▶ _Document extract_:
========================================================================
Sunday 6 March 2011


A teasel (teazel, teazle) is a plant that flowers in egg-shaped, dense, spiny heads with long, slender, stiff, prickly bracts below the head and numerous, short, stiff bristles within the head, the flower heads maturing into hard, brown, stiff-spined structures that were used for teasing and carding wool (hence the common name). Flowers from July to September. Teasel occurs throughout southern Ontario in waste areas, meadows, roadsides, and sometimes in cultivated land, usually in moist areas and on coarse soils. (Source, Govt. of Ontario Ministry of Agriculture.)

I don't know whether our plant is an immigrant or native, but similar plants occur in Great Britain and Europe and have been used for carding, time out of mind. Thus the Miriam Webster definition - teased TEASE/ transitive verb:
  • to disentangle and lay parallel by combing or carding, to tear in pieces; especially to shred (a tissue or specimen) for microscopic examination;
  • to disturb or annoy by persistent irritating or provoking especially in a petty or mischievous way, to annoy with petty persistent requests, pester or coax;
  • to comb (hair) by taking hold of a strand and pushing the short hairs toward the scalp with the comb;
  • to tantalize especially by arousing desire or curiosity often without intending to satisfy it.
It's the second definition that is occupying my mind this evening. I am good and tired of being poked with spiny comments.
========================================================================
▶ _Records shown_:
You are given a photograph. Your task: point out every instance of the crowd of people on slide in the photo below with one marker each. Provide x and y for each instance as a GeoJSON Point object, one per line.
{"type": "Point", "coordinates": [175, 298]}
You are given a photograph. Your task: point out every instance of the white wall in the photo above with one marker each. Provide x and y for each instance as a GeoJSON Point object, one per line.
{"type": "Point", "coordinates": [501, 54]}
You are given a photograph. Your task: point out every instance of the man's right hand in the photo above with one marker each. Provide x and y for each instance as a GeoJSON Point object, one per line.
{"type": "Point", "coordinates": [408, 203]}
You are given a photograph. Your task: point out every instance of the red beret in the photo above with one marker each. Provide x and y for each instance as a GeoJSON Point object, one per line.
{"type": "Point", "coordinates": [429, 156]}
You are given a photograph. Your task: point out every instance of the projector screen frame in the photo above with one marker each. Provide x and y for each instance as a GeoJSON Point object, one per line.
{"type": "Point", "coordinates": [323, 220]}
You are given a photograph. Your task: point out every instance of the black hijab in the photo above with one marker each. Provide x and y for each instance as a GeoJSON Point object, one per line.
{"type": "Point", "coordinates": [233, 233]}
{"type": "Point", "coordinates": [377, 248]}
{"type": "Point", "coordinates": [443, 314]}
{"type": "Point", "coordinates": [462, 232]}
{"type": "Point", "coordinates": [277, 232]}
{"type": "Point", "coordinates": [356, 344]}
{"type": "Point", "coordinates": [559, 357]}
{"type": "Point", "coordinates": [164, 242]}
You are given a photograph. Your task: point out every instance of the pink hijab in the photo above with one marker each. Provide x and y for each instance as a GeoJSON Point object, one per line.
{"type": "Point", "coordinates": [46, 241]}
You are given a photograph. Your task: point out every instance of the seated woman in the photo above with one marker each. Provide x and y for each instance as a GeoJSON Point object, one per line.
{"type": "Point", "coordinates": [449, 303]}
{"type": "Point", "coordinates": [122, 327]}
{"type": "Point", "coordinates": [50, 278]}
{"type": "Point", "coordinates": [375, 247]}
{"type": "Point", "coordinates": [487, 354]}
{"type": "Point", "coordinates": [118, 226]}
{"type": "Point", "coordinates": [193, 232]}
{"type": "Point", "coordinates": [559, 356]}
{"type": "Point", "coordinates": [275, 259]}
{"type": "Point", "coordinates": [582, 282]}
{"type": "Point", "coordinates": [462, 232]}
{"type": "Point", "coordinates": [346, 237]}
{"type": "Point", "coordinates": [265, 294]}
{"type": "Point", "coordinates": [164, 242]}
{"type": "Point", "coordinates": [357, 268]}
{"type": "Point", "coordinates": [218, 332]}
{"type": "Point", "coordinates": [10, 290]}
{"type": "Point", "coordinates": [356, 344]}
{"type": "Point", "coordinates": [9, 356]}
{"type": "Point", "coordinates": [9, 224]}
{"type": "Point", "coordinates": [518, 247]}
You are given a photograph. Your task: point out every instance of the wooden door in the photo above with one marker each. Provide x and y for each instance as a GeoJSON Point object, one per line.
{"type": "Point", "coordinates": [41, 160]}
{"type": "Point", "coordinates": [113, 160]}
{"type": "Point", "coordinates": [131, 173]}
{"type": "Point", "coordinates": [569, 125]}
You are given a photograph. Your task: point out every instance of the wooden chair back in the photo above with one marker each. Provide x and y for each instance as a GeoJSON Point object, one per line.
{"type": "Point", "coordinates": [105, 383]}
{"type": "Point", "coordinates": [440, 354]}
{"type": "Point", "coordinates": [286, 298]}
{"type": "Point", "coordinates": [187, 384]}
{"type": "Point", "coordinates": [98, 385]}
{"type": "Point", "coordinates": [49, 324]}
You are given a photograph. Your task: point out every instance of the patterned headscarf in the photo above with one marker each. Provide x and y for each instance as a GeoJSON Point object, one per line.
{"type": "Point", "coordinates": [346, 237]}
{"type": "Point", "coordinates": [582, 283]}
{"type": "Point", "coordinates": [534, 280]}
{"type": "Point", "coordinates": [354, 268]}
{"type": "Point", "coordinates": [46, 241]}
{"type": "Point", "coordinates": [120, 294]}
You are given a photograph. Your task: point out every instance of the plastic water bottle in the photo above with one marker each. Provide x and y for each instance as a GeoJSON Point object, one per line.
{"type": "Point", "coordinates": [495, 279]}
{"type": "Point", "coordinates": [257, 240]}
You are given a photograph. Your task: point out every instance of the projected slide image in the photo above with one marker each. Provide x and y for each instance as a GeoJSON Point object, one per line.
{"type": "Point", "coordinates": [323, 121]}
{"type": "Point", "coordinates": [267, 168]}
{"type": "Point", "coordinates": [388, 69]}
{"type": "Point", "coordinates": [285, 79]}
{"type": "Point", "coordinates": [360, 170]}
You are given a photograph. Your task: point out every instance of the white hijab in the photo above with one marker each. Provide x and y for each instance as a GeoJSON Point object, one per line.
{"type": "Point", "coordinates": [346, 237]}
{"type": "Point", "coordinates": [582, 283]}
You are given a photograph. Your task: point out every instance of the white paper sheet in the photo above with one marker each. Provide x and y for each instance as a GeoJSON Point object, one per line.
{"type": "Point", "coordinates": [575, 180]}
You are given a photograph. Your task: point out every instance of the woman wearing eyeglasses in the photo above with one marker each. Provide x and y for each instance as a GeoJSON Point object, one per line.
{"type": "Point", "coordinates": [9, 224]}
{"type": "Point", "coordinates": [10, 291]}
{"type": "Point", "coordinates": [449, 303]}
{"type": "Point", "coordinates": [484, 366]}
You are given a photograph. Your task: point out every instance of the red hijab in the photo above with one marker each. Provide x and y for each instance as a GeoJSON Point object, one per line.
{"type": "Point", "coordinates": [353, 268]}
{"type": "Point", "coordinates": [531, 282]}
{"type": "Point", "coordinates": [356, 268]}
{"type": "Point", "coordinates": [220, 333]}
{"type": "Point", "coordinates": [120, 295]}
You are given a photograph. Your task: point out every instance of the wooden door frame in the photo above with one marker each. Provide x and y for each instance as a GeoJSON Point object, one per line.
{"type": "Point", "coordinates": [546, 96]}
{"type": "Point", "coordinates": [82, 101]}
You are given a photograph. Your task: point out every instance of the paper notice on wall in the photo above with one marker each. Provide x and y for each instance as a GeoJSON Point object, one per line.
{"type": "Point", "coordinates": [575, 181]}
========================================================================
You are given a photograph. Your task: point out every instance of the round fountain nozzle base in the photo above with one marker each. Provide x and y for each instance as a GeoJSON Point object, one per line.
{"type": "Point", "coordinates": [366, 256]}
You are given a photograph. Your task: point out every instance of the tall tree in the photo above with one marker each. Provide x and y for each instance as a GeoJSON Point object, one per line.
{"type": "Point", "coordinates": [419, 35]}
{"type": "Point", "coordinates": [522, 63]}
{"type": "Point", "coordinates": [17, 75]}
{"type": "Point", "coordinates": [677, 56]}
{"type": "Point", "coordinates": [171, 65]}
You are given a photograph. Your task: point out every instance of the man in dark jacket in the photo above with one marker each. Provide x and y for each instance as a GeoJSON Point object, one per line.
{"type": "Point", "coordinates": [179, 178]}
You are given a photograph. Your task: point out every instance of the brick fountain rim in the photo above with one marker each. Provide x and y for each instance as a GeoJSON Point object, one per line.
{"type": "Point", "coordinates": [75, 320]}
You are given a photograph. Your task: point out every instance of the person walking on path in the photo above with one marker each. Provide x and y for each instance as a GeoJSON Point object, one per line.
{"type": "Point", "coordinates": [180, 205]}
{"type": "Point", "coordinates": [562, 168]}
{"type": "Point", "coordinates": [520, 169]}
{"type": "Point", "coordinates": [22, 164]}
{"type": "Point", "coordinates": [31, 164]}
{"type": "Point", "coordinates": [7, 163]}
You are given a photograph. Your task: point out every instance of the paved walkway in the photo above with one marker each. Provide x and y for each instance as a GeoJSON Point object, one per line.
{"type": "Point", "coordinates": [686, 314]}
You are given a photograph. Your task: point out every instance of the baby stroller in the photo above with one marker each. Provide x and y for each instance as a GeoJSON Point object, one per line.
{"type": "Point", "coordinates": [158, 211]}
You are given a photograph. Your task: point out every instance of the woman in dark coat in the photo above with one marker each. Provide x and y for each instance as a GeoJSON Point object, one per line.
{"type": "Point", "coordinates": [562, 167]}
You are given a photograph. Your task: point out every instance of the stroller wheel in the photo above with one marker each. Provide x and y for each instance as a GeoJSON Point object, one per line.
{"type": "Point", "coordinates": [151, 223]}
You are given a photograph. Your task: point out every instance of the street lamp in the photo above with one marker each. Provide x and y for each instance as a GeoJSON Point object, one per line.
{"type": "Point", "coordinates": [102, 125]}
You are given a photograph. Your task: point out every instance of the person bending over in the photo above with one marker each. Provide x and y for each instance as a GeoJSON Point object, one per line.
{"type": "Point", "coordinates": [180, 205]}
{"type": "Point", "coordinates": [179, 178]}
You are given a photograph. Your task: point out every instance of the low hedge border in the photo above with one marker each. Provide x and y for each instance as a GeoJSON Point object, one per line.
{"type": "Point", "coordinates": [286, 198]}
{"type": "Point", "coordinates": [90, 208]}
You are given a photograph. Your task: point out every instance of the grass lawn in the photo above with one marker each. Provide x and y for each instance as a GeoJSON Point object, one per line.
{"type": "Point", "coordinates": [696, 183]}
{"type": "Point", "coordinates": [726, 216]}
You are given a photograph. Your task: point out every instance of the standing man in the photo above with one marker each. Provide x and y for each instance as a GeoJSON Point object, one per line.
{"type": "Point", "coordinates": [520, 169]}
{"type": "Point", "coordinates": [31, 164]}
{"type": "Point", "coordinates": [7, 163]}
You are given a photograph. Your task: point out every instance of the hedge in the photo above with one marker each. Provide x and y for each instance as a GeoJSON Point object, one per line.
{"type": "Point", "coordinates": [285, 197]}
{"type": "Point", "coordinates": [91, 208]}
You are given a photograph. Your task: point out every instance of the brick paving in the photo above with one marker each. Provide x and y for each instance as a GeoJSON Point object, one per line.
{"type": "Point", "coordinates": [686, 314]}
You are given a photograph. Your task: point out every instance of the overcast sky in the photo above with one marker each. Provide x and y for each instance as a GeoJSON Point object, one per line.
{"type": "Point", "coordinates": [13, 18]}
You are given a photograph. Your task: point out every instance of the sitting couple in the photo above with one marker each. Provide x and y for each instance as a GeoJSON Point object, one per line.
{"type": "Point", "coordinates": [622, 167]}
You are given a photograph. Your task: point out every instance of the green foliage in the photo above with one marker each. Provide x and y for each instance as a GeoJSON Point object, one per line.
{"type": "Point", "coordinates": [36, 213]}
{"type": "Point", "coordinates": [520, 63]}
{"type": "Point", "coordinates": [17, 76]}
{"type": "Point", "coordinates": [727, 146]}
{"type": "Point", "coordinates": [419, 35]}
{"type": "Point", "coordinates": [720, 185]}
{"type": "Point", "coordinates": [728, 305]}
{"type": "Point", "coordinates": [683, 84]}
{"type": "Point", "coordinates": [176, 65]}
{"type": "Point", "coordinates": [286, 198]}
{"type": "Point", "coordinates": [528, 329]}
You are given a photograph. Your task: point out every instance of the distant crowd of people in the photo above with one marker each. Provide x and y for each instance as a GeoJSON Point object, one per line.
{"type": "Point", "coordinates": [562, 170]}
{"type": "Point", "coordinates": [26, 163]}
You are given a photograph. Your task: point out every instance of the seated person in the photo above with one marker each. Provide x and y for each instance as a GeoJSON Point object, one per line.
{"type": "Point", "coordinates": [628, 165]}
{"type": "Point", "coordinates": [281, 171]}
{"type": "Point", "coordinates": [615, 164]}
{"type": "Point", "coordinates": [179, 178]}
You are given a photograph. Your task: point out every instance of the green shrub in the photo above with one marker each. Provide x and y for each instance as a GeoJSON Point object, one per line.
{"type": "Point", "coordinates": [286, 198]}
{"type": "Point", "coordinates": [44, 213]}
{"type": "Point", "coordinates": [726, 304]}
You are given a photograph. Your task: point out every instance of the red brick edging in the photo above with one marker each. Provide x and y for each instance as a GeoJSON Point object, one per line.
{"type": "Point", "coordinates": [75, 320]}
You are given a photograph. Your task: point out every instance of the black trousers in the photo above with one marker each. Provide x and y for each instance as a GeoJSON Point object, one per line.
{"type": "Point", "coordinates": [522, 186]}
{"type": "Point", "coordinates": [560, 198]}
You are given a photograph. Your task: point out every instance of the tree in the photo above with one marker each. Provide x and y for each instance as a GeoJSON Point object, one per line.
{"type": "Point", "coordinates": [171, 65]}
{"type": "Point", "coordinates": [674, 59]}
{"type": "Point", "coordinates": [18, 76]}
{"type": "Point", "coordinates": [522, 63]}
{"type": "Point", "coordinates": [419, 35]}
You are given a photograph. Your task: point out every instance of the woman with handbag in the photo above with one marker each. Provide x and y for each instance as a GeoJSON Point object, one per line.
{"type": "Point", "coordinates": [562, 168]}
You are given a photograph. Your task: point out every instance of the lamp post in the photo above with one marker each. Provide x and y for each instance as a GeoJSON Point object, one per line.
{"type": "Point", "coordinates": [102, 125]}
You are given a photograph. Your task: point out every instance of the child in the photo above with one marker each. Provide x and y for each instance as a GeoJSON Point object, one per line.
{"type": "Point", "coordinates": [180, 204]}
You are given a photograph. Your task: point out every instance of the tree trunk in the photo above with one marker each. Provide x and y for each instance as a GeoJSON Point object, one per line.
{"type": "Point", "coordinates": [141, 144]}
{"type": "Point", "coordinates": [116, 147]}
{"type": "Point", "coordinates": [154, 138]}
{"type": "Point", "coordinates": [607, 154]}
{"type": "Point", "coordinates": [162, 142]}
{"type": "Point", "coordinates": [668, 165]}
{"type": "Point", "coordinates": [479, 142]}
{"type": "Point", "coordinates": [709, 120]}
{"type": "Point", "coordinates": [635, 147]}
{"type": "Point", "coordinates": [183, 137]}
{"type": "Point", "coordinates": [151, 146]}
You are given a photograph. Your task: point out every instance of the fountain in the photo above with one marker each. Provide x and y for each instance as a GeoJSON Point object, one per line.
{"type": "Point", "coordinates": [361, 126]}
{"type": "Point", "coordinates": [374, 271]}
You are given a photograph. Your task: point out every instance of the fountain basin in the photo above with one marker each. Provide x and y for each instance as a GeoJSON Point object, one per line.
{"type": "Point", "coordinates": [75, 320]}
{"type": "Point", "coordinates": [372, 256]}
========================================================================
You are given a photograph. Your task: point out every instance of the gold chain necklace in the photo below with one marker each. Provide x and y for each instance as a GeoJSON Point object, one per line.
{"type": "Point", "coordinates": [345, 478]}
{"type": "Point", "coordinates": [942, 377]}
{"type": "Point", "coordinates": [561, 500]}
========================================================================
▶ _What the exercise asks_: According to the teasel passage, why does the plant bear the common name "teasel"? Answer in one to three sentences. Rely solely on the teasel passage.

▶ _Solution to this exercise_: The plant's flower heads mature into hard, brown, stiff-spined structures that were used for teasing and carding wool. That use gave the plant its common name.